Given instruction:
Copy these records line for line, changing nothing.

-- START OF Supplied information --

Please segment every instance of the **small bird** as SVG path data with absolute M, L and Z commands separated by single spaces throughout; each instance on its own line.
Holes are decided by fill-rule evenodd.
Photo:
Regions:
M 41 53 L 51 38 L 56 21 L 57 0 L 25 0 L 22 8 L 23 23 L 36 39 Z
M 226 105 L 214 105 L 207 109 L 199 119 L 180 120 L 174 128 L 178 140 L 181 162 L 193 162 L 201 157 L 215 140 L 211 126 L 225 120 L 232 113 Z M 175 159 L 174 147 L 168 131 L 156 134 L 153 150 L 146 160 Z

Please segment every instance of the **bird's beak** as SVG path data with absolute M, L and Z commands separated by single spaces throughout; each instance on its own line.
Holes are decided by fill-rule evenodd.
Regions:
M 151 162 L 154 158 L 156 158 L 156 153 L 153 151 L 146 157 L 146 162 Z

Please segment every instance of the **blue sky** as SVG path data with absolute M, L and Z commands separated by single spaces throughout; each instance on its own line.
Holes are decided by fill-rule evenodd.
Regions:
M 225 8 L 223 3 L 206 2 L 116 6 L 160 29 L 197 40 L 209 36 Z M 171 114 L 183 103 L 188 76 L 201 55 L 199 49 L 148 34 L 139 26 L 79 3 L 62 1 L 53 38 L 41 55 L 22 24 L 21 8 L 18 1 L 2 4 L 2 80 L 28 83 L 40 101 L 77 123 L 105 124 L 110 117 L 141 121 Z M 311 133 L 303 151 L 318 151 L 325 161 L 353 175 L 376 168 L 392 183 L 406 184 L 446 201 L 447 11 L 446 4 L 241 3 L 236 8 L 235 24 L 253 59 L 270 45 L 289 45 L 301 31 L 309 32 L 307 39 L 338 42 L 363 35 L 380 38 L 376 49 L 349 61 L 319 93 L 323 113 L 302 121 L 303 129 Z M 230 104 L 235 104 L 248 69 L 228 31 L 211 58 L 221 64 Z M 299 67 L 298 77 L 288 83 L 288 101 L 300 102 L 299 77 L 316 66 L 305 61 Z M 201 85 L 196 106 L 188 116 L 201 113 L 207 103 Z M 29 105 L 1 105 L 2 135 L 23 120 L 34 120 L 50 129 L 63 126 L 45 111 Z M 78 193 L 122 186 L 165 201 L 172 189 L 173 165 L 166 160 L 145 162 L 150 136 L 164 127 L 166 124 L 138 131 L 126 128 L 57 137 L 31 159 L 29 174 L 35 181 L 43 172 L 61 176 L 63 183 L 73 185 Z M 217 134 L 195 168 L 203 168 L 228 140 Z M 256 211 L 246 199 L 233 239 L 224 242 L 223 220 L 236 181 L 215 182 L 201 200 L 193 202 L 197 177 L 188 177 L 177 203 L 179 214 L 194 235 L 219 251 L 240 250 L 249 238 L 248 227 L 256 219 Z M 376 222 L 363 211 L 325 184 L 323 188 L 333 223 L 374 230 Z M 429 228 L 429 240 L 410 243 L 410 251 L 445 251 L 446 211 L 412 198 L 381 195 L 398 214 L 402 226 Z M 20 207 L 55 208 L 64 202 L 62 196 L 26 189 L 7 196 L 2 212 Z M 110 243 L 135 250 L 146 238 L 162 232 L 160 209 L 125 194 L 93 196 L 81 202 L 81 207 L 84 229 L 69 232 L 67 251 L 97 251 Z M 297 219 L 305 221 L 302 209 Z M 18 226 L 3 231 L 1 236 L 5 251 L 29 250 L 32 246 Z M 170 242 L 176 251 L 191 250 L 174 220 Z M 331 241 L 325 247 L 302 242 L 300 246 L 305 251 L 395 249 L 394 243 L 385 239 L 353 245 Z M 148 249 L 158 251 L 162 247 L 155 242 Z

-- END OF Supplied information --

Answer to the exercise:
Please segment every instance of the **small bird** as SVG path data with absolute M, L and Z commands separated by single spaces throughout; each instance on its own line.
Holes are decided by fill-rule evenodd.
Photo:
Regions:
M 41 53 L 51 38 L 56 21 L 57 0 L 25 0 L 22 8 L 23 23 L 36 39 Z
M 226 105 L 214 105 L 207 109 L 199 119 L 180 120 L 174 128 L 178 140 L 181 162 L 193 162 L 201 157 L 215 140 L 211 126 L 225 120 L 232 113 Z M 175 159 L 174 147 L 168 131 L 156 134 L 153 150 L 146 160 Z

Please segment every instance of the **bird's beak** as SVG path data with absolute M, L and Z commands separated by single spaces throughout; each instance on its own line.
Holes are decided by fill-rule evenodd.
Regions:
M 151 162 L 154 158 L 156 158 L 156 153 L 153 151 L 146 157 L 146 162 Z

Please segment every instance of the **blue sky** as SVG path data with absolute M, L and Z commands separated by single spaces throughout; each instance on its own line.
Holes are decided by fill-rule evenodd.
Regions:
M 225 8 L 223 3 L 206 2 L 116 6 L 160 29 L 197 40 L 209 36 Z M 171 114 L 183 103 L 188 76 L 201 55 L 199 49 L 148 34 L 139 26 L 79 3 L 62 1 L 53 38 L 41 55 L 22 24 L 21 8 L 18 1 L 2 4 L 2 80 L 28 83 L 40 101 L 77 123 L 105 124 L 110 117 L 141 121 Z M 311 133 L 303 151 L 318 151 L 325 161 L 353 175 L 376 168 L 392 183 L 406 184 L 446 201 L 447 11 L 446 4 L 241 3 L 236 8 L 235 24 L 253 59 L 270 45 L 289 45 L 301 31 L 309 32 L 307 39 L 338 42 L 363 35 L 380 38 L 376 49 L 349 61 L 319 93 L 323 113 L 302 121 L 303 129 Z M 230 104 L 235 104 L 248 69 L 228 31 L 211 58 L 221 64 Z M 299 67 L 298 77 L 288 83 L 288 101 L 300 102 L 299 77 L 316 66 L 305 61 Z M 201 85 L 196 106 L 188 116 L 201 113 L 207 103 Z M 29 105 L 1 105 L 2 135 L 23 120 L 34 120 L 50 129 L 63 126 L 45 111 Z M 78 193 L 122 186 L 165 201 L 172 189 L 173 165 L 166 160 L 145 162 L 150 136 L 164 127 L 166 124 L 138 131 L 126 128 L 57 137 L 31 159 L 29 174 L 35 181 L 43 172 L 61 176 L 63 183 L 73 185 Z M 217 134 L 195 168 L 203 168 L 228 140 Z M 256 211 L 246 199 L 233 239 L 224 242 L 223 220 L 236 181 L 215 182 L 201 200 L 193 202 L 197 177 L 188 177 L 177 203 L 179 214 L 194 235 L 219 251 L 240 250 L 249 238 L 248 227 L 256 219 Z M 376 222 L 363 211 L 325 184 L 323 188 L 333 223 L 374 230 Z M 429 228 L 429 240 L 410 243 L 410 251 L 445 251 L 446 211 L 412 198 L 381 195 L 398 214 L 402 226 Z M 20 207 L 55 208 L 64 202 L 62 196 L 26 189 L 7 196 L 2 212 Z M 110 243 L 135 250 L 146 238 L 162 232 L 160 209 L 125 194 L 93 196 L 81 202 L 81 207 L 84 229 L 69 232 L 67 251 L 97 251 Z M 297 219 L 305 221 L 302 209 Z M 18 226 L 3 231 L 1 236 L 5 251 L 29 250 L 32 246 Z M 170 242 L 176 251 L 191 250 L 174 220 Z M 331 241 L 325 247 L 302 242 L 300 246 L 305 251 L 395 249 L 394 243 L 385 239 L 353 245 Z M 148 249 L 158 251 L 162 247 L 155 242 Z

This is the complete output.